DESCRIPTION OF THE TASK » Copy the lines of the records below word for word, starting at the line containing "In this exercise you will indicate the police" and ending at the line containing "[(481, 41)]", both included. Leave the pictures out of your copy.

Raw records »

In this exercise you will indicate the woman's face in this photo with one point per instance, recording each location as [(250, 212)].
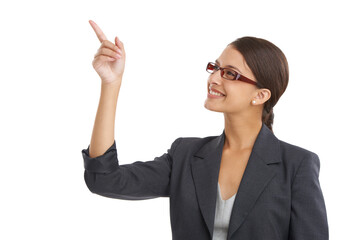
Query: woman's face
[(238, 94)]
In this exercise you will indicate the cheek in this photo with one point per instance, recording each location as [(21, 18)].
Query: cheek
[(238, 96)]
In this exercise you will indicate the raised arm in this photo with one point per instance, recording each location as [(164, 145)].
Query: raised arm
[(109, 63)]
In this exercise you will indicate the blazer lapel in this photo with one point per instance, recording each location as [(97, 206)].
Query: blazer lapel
[(205, 167)]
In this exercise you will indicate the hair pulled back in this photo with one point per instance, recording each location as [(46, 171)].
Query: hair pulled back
[(270, 68)]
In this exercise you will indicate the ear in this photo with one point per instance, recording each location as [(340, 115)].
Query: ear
[(262, 95)]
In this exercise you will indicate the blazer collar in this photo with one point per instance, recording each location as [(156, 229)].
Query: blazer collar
[(205, 167)]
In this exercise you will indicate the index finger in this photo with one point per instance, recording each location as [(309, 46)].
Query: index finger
[(101, 36)]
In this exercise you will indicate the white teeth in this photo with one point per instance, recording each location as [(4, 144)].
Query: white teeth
[(215, 93)]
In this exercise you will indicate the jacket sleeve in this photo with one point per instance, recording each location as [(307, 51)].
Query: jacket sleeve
[(308, 212), (136, 181)]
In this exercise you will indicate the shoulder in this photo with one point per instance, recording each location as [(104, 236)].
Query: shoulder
[(185, 145), (294, 156), (192, 142), (292, 150)]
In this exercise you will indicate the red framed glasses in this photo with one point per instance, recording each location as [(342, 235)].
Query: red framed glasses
[(228, 73)]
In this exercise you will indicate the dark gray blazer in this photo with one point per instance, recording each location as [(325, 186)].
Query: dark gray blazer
[(279, 196)]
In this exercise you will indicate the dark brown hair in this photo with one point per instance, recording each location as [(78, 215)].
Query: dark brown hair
[(270, 68)]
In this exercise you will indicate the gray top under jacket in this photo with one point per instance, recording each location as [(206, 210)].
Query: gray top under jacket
[(222, 216)]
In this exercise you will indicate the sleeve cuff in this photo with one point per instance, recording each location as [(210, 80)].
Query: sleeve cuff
[(105, 163)]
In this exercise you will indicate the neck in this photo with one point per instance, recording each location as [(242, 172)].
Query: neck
[(241, 132)]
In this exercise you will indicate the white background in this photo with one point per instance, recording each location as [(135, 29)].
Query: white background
[(50, 92)]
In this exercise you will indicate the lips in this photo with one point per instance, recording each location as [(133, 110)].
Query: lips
[(214, 90)]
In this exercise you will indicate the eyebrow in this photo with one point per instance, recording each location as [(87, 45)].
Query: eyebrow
[(216, 61)]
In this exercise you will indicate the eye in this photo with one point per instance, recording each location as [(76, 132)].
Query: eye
[(230, 73)]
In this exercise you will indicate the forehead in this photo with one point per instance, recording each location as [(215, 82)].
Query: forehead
[(232, 57)]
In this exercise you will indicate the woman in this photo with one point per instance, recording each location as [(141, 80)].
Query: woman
[(242, 184)]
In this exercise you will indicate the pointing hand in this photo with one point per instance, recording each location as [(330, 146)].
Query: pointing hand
[(109, 61)]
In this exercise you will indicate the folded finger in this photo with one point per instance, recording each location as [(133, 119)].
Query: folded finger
[(110, 45), (107, 52)]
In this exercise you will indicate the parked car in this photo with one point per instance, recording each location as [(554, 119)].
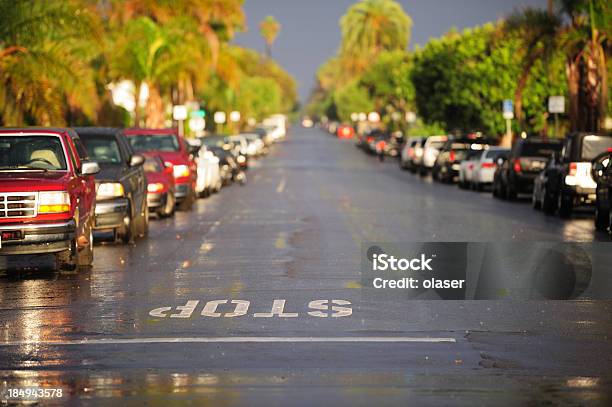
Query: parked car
[(160, 186), (485, 166), (175, 151), (121, 184), (209, 179), (408, 155), (345, 132), (602, 174), (431, 149), (567, 181), (47, 196), (255, 146), (526, 160), (455, 150)]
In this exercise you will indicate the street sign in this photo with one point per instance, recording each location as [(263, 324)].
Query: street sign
[(197, 124), (508, 109), (179, 112), (556, 104), (219, 117)]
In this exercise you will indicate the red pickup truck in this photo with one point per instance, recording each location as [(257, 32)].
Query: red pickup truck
[(47, 195)]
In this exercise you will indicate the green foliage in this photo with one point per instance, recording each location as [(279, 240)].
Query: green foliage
[(352, 98)]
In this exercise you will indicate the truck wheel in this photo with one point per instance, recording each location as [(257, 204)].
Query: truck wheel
[(548, 202), (129, 229), (187, 203), (168, 209), (85, 255), (565, 205), (144, 222), (602, 219), (66, 260)]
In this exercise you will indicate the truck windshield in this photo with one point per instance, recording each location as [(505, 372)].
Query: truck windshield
[(103, 149), (164, 142), (592, 146), (31, 152)]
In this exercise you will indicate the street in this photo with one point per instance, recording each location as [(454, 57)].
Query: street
[(140, 324)]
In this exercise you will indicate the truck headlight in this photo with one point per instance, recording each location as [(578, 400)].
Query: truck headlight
[(155, 187), (53, 202), (110, 190), (180, 171)]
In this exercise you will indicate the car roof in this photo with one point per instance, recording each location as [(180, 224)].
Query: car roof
[(150, 132), (45, 130), (97, 131)]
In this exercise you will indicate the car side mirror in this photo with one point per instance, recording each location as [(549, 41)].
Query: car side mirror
[(136, 160), (90, 168)]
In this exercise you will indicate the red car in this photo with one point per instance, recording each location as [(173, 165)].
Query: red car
[(175, 152), (47, 195), (160, 189), (345, 132)]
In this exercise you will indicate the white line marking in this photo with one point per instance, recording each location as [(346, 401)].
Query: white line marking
[(236, 339), (281, 185)]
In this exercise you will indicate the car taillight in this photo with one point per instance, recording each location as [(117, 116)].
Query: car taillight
[(53, 202), (155, 187), (180, 171)]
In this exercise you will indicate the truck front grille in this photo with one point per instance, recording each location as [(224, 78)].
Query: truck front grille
[(18, 205)]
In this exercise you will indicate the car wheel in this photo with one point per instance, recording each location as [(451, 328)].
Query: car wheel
[(535, 203), (548, 202), (66, 260), (129, 231), (510, 193), (565, 205), (187, 203), (85, 254), (602, 219), (168, 209)]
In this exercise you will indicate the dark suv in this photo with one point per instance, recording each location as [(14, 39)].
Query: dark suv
[(121, 184), (568, 182), (602, 174), (526, 160)]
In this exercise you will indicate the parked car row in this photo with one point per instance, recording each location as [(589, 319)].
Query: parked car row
[(59, 185), (558, 175)]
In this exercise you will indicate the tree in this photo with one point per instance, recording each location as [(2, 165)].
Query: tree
[(45, 51), (269, 29), (370, 27), (579, 29)]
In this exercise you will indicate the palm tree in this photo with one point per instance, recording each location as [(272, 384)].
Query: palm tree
[(372, 26), (269, 29), (45, 50), (576, 28)]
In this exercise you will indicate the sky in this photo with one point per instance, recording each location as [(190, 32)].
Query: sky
[(310, 33)]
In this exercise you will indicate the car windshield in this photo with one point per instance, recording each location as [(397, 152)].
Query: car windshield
[(154, 142), (592, 146), (31, 152), (539, 149), (152, 164), (103, 149)]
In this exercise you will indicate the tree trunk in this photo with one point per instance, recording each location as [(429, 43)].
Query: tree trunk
[(137, 87), (154, 109), (573, 83)]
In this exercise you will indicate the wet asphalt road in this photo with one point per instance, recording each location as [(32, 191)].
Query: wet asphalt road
[(294, 233)]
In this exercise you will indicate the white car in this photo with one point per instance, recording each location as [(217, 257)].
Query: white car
[(431, 149), (485, 167), (209, 178)]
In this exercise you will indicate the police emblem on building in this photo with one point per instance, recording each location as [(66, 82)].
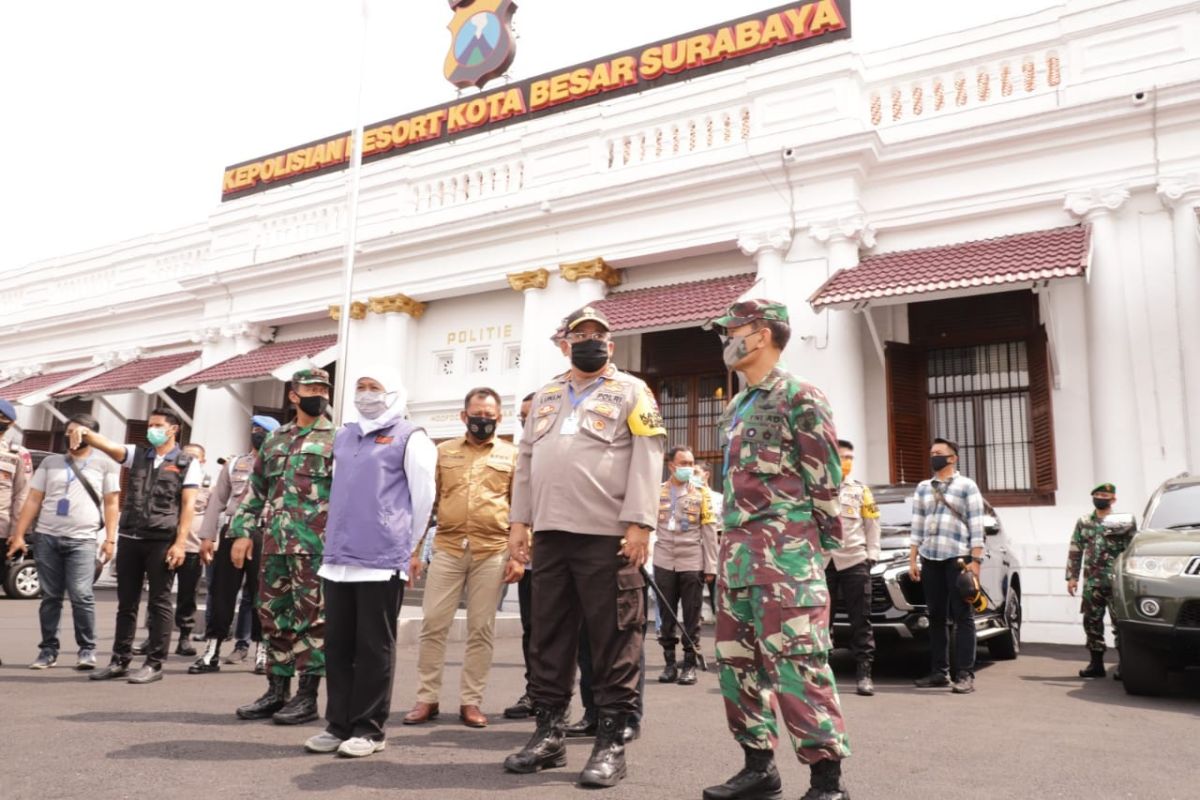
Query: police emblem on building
[(481, 41)]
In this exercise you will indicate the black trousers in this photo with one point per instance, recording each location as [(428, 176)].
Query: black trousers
[(852, 585), (685, 590), (227, 579), (137, 560), (942, 597), (360, 655), (582, 581)]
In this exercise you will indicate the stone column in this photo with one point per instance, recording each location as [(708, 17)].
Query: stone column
[(768, 248), (1116, 441), (1182, 197), (843, 373)]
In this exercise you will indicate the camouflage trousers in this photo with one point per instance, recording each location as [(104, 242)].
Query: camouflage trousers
[(293, 614), (773, 647), (1096, 596)]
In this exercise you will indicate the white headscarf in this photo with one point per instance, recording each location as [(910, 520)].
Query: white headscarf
[(389, 378)]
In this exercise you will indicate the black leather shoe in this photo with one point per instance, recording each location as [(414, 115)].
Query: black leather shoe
[(145, 674), (117, 668), (546, 747), (277, 692), (606, 765), (301, 708), (583, 728), (757, 779)]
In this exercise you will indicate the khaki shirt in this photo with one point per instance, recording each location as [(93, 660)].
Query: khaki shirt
[(685, 540), (16, 470), (474, 489), (606, 474)]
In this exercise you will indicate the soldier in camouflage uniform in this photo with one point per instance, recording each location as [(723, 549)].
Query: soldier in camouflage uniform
[(781, 510), (288, 500), (1098, 545)]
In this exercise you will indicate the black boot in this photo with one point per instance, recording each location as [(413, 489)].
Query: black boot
[(209, 660), (759, 780), (670, 673), (546, 747), (606, 767), (688, 674), (826, 782), (1096, 668), (184, 647), (301, 708), (279, 690), (865, 685)]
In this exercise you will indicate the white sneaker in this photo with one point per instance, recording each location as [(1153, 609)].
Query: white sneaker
[(323, 743), (358, 747)]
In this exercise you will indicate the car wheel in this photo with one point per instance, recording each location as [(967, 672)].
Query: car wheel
[(1007, 645), (1143, 671), (22, 582)]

TASK RESPONSE »
In this exercise you will indicate the police emblem on building in this photo with one point per instance, recording each location as [(66, 82)].
Query: police emblem on building
[(481, 41)]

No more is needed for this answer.